Tarefas a cumprir:
A. No texto sobre a Sinfonia Nº 3 de Górecki, reescreva o trecho que começa em "O tempo juntou" e vai até "de James MacMillan.", trocando "gerações" por "décadas".
B. Segundo o texto sobre a Sinfonia Nº 3 de Górecki, por que motivo o compositor é muitas vezes associado a Arvo Pärt ou John Tavener?
C. Prossiga o texto sobre a Sinfonia Nº 3 de Górecki a partir da última frase apresentada.

Texto fornecido:
"""

Um suave lamento
Texto: NUNO GALOPIM
Apesar da derrocada das barreiras entre os géneros musicais que caracterizou muita da actividade criativa dos últimos anos são ainda pouco frequentes os episódios em que essa livre circulação de informação atinge de facto mais vastos públicos além dos seus “nichos” habituais… Ou seja, não é frequente vermos uma obra assinada por um compositor dos nossos dias a merecer uma adesão tal que a coloque a par com os donos dos êxitos pop do momento na lista dos discos mais vendidos. Há compositores activos com enorme sucesso discográfico. Vejam-se um Philip Glass, um John Adams, um Arvo Pärt, um Michael Nyman… Mas nunca os seus discos (salvo ocasionais bandas sonoras, com a importante “boleia” do ecrã) se transformam em mais que aclamados episódios de culto para uma imensa minoria. Uma das excepções ao destino habitual da performance comercial de gravações em disco de obras da música contemporânea chegou, em inícios dos anos 90, com uma gravação, pela London Sinfonietta, dirigida por David Zinman e contando com a voz de Dawn Upshaw, da Sinfonia Nº 3 de Górecki…
Editado em 1992 pela Nonesuch (com um pormenor de uma foto de 1899 de Gertrude Käsebier na capa), o disco chegou ao nº 6 da tabela de vendas geral em Inglaterra. Liderou a tabela de música clássica da Billboard durante 38 semanas. Vendeu mais de um milhão de cópias… Um fenómeno inesperado, talvez, que colocou no firmamento das grandes obras do século XX uma meditação sobre a perda, a morte e a força da relação entre uma mãe e um filho.
O tempo juntou a essa outras gravações, fazendo desta uma obra que de facto cruzou públicos, gostos e gerações. E hoje vamos poder ouvi-la pelas 18.00 no Grande Auditório da Gulbenkian, em interpretação pela Orquestra Gulbenkian, dirigida por Joana Carneiro e com a voz de Elisabete Matos, num programa que inclui ainda Salve Regina de Eurico Carrapatoso e The Sun Danced de James MacMillan.
Henryk Góreki (1933-2010) foi um dos vultos maiores da música polaca do século XX. Nos anos 50 e 60 a sua música colocava-o em sintonia com os movimentos de vanguarda, mesmo contra as críticas do regime, que apontava muitas dessas manifestações como sendo “formalistas”. Em meados dos anos 70 os seus interesses tomaram outro rumo, claramente tonal, procurando um lugar de contemplação por vezes com um subtexto ligado a reflexões sobre a condição humana e a fé, reflectindo ainda uma curiosidade pelas noções de espaço com afinidade à dos minimalistas (o que o leva muitas vezes a ser associado a espaços semelhantes aos de Arvo Pärt ou John Tavener).

"""

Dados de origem
"""

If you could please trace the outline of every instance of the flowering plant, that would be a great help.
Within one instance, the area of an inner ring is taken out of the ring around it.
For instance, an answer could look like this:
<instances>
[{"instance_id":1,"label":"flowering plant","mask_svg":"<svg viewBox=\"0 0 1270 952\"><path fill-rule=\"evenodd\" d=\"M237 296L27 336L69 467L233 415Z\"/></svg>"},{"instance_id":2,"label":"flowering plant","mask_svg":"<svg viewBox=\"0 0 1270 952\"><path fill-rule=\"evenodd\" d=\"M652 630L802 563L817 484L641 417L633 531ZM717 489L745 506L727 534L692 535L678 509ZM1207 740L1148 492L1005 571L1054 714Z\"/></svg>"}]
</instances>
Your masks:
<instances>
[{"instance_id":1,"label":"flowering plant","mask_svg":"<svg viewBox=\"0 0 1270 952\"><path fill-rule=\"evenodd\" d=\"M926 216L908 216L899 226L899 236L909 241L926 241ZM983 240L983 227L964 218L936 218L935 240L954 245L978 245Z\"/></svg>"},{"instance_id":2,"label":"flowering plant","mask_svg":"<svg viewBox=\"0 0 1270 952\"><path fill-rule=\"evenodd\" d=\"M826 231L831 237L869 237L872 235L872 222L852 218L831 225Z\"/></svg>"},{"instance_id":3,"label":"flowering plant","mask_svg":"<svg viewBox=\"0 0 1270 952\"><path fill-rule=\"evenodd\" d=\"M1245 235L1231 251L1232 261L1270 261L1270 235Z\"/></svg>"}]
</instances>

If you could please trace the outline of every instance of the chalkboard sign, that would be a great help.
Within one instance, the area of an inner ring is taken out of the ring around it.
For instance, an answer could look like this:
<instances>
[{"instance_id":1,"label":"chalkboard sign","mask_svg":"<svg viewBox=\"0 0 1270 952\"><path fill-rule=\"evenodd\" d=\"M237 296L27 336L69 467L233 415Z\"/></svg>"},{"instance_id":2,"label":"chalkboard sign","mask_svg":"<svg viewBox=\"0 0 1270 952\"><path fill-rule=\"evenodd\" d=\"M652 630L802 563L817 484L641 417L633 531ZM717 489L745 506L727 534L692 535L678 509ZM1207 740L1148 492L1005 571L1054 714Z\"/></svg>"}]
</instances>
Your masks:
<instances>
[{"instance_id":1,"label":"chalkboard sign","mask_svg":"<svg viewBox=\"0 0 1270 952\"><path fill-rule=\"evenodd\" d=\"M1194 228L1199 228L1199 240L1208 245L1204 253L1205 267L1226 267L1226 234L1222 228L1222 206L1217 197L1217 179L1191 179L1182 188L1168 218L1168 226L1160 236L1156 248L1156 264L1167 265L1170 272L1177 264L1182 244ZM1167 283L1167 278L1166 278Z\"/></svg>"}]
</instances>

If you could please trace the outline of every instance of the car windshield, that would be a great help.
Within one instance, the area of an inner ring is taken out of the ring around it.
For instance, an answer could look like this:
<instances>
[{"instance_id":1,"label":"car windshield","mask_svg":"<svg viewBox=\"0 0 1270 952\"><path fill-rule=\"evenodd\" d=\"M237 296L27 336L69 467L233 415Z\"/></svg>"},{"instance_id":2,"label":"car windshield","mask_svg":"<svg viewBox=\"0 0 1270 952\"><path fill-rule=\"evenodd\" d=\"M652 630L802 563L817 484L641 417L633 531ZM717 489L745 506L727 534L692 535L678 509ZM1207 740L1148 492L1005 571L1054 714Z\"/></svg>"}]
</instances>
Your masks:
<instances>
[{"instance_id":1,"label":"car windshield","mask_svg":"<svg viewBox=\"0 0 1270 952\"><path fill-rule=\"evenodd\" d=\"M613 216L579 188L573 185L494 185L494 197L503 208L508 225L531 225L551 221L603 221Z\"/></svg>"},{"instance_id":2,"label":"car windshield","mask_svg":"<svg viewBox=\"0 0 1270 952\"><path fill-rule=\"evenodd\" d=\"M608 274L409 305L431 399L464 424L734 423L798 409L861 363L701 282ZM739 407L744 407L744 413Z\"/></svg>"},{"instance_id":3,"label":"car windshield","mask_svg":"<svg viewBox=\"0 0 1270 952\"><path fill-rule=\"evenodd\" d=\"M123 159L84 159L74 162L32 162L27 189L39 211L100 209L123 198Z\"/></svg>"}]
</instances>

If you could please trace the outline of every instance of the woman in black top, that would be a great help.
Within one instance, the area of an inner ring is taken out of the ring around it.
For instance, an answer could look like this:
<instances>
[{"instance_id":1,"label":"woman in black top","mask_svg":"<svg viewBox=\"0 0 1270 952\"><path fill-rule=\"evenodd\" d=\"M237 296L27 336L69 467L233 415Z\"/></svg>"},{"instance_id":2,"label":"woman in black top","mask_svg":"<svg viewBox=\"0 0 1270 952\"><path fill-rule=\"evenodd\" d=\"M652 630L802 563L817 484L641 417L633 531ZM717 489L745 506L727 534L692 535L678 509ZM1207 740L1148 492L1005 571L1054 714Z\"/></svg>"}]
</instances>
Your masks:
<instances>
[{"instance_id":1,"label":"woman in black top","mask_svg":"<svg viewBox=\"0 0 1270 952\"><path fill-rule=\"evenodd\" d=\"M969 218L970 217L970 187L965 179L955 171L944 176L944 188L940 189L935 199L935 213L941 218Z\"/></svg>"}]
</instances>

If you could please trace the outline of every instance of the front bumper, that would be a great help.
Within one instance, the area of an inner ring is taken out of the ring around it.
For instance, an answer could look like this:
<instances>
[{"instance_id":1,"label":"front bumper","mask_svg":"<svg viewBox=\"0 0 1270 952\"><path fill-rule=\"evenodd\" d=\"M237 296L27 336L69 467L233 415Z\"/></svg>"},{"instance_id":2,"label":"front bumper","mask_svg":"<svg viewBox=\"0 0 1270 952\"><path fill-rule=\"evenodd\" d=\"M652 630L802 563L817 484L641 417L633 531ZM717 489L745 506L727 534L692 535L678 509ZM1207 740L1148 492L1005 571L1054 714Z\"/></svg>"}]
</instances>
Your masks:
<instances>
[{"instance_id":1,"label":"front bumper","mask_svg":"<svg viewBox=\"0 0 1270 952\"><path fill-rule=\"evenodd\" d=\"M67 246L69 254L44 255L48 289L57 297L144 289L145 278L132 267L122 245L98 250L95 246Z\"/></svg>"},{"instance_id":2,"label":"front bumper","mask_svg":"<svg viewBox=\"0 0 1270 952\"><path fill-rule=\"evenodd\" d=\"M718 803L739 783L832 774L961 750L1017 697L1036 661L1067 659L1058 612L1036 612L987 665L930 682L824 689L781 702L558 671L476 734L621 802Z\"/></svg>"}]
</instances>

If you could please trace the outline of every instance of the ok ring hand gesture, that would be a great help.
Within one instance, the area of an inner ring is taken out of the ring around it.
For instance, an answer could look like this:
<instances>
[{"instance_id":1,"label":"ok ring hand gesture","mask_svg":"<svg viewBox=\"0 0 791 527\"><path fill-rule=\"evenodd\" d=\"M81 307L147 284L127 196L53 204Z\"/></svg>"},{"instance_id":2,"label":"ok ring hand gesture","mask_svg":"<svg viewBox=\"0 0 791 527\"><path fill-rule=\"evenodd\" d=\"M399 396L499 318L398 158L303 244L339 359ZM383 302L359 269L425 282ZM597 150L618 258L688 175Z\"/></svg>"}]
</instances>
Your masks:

"""

Lista de respostas:
A.
O tempo juntou a essa outras gravações, fazendo desta uma obra que de facto cruzou públicos, gostos e décadas. E hoje vamos poder ouvi-la pelas 18.00 no Grande Auditório da Gulbenkian, em interpretação pela Orquestra Gulbenkian, dirigida por Joana Carneiro e com a voz de Elisabete Matos, num programa que inclui ainda Salve Regina de Eurico Carrapatoso e The Sun Danced de James MacMillan.

B. Porque, a partir de meados dos anos 70, a sua música refletia uma curiosidade pelas noções de espaço com afinidade à dos minimalistas. É isso que o leva muitas vezes a ser associado a espaços semelhantes aos de Arvo Pärt ou John Tavener.

C.
A Sinfonia Nº 3 surge em 1976, num tempo de transição para a tonalidade. Foi composta na sequência de uma série de estímulos, desde o encontro com um conjunto de canções folk do século XIX à descoberta de uma frase inscrita nas paredes de uma antiga cela da Gestapo, no Sul da Polónia, na qual uma rapariga de 18 anos pedia perdão por ali ter chegado e ajuda pelo que iria enfrentar. Como um lamento, a sinfonia é dominada pelas cordas que desenham uma lenta progressão feita de discretos módulos que se repetem. E por uma voz que entoa, além desta súplica registada numa parede em 1944, palavras de uma lamentação medieval e de uma canção folk da Silésia. Mais que uma simples evocação da dor da memória do Holocausto (e Górecki perdeu familiares em Auschwitz e Dachau), a sinfonia traduz sobretudo expressões de perda, de pesar, de mágoa. Uma elegia sem foco concreto, daí talvez a multiplicidade de interpretações que tem gerado. A citação de 1944, contudo, justifica a ligação que muitos encontram entre esta música e a memória desses dias sombrios.
Sem o aplauso dos que viam Górecki a afastar-se dos caminhos das vanguardas, a Sinfonia Nº3 conheceu opiniões em todos os sentidos. A sua primeira gravação data de 1978, na Polónia. Nos anos 80 começou a ser tocada no ocidente, ganhando enorme exposição pela sua utilização no filme Police (1985) de Maurice Pialat. O cinema voltou a escutá-la mais tarde em outros filmes como Fearless (1993) de Peter Weir ou Basquiat (1996, na foto), de Julian Schabel e, mais recentemente, em A Árvore da Vida (2010) de Terrence Malick. Em finais dos anos 90, os Lamb samplaram um excerto de uma gravação da sinfonia para construir Gorecki, um dos temas mais aclamados do seu álbum de estreia.
Imagens de uma transmissão na TV polaca de uma interpretação da “Sinfonia Nº 3”, com o compositor presente na sala.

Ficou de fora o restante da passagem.